* begin Selected extract *
On 2015-07-08, Guenter Milde wrote:
> On 2015-07-08, Richard Opheim wrote:

>> So what I want to do is to have one font that applies only to
>> English and another that applies only to Japanese.

...

>> "Times New Roman" is set in the Settings/Fonts/Roman dropdown box. I have
>> of course checked non-TeX fonts.


>> ... I read somewhere about the following command which I inserted into
>> the preamble.

>>  \newfontfamily\CJKfont{MS PMincho}

It would be interesting to find out where... maybe this works with Chinese
or Korean, if these languages are supported by polyglossia or some extra
package is required.

> The problem is, that polyglossia does not support Japanese! Therefore, LyX
> selects babel instead of polyglossia as language package as soon as a part
> of the document is in  Japanese language.

> What are the options then:

  * use the xeCJK package provided with XeTeX (in my Debian TeXLive
    installation, at least).
* end Selected extract *
* [The problem]
Answer these questions from the font discussion above:
1. Which font is set in the Settings/Fonts/Roman dropdown box?
2. Which language does polyglossia not support?
3. Which package is listed as an option at the end?
* begin Listing *
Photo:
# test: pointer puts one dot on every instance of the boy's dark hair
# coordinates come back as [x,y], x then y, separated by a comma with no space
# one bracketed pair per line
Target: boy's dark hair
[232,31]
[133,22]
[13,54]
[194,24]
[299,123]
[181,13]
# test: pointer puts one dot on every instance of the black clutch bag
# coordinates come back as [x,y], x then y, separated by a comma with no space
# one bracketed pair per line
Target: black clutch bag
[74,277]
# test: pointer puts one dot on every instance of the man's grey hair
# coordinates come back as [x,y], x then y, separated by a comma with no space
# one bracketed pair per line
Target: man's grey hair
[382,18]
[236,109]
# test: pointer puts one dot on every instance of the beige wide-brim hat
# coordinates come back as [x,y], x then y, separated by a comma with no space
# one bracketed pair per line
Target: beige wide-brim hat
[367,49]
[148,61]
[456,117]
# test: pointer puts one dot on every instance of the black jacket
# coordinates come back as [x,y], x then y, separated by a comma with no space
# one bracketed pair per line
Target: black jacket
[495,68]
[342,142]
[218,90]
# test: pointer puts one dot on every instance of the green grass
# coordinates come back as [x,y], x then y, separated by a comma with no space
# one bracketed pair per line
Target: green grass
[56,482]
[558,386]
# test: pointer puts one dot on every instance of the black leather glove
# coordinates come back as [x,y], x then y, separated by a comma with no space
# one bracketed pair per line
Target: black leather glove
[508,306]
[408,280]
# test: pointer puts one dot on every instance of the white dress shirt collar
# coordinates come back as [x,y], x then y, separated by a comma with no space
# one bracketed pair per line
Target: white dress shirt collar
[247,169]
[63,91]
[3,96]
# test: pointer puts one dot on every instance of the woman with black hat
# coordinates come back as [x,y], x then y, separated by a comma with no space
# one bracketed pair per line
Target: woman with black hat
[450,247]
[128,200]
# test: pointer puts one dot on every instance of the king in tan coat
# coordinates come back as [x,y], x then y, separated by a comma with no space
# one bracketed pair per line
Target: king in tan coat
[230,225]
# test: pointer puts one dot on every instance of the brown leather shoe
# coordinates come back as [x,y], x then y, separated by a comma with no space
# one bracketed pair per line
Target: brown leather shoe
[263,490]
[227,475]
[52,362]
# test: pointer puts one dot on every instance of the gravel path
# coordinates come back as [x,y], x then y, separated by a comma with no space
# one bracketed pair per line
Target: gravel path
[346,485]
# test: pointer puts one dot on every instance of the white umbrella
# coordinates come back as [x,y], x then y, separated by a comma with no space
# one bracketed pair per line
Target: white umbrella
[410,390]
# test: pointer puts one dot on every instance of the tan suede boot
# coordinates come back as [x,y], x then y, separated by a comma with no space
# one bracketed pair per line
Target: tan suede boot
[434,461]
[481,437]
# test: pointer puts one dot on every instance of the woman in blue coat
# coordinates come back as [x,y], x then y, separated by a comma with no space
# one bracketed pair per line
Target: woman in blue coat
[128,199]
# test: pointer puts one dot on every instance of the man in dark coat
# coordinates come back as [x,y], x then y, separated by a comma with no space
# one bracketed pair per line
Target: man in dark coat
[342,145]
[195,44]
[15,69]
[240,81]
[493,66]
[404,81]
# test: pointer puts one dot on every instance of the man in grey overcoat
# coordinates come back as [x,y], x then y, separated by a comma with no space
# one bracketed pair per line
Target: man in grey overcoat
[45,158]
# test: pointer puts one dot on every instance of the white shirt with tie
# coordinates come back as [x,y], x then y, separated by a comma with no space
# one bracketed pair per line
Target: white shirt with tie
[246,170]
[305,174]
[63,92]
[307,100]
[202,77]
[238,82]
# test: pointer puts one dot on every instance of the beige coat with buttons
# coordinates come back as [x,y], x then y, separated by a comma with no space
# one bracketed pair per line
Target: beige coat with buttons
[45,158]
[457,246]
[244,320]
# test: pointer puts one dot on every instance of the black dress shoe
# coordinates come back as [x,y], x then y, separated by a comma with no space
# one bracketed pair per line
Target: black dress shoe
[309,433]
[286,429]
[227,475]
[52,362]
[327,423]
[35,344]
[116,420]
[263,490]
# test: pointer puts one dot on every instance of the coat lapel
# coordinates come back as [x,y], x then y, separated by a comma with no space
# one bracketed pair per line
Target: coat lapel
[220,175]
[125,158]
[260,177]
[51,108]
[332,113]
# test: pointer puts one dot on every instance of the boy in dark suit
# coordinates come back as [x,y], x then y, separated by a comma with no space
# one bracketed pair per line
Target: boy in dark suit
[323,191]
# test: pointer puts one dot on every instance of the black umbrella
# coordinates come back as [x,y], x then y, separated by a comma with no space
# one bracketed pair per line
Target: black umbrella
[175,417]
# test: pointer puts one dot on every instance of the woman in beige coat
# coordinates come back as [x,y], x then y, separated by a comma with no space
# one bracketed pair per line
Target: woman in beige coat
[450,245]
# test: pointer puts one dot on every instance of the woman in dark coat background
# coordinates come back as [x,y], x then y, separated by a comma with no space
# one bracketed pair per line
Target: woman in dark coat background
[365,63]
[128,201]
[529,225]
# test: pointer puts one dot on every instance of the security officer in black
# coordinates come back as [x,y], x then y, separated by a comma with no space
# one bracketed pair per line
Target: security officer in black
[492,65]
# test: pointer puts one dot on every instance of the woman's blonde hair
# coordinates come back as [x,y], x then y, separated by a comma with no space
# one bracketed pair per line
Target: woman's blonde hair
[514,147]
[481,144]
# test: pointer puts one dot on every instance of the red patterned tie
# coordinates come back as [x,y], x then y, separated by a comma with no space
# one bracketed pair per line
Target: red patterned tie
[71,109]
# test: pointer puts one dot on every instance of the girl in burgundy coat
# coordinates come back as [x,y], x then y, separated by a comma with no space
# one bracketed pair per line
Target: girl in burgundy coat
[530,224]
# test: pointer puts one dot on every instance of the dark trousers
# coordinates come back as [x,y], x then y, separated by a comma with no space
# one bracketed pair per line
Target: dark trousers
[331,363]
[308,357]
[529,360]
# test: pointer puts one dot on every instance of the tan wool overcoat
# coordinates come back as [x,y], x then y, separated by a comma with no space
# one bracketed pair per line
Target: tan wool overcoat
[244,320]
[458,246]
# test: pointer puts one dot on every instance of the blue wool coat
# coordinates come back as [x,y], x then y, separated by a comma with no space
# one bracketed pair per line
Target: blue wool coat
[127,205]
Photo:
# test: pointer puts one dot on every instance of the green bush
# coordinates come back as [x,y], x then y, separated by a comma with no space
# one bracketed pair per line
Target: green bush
* end Listing *
* [The solution]
1. Times New Roman
2. Japanese
3. The xeCJK package, provided with XeTeX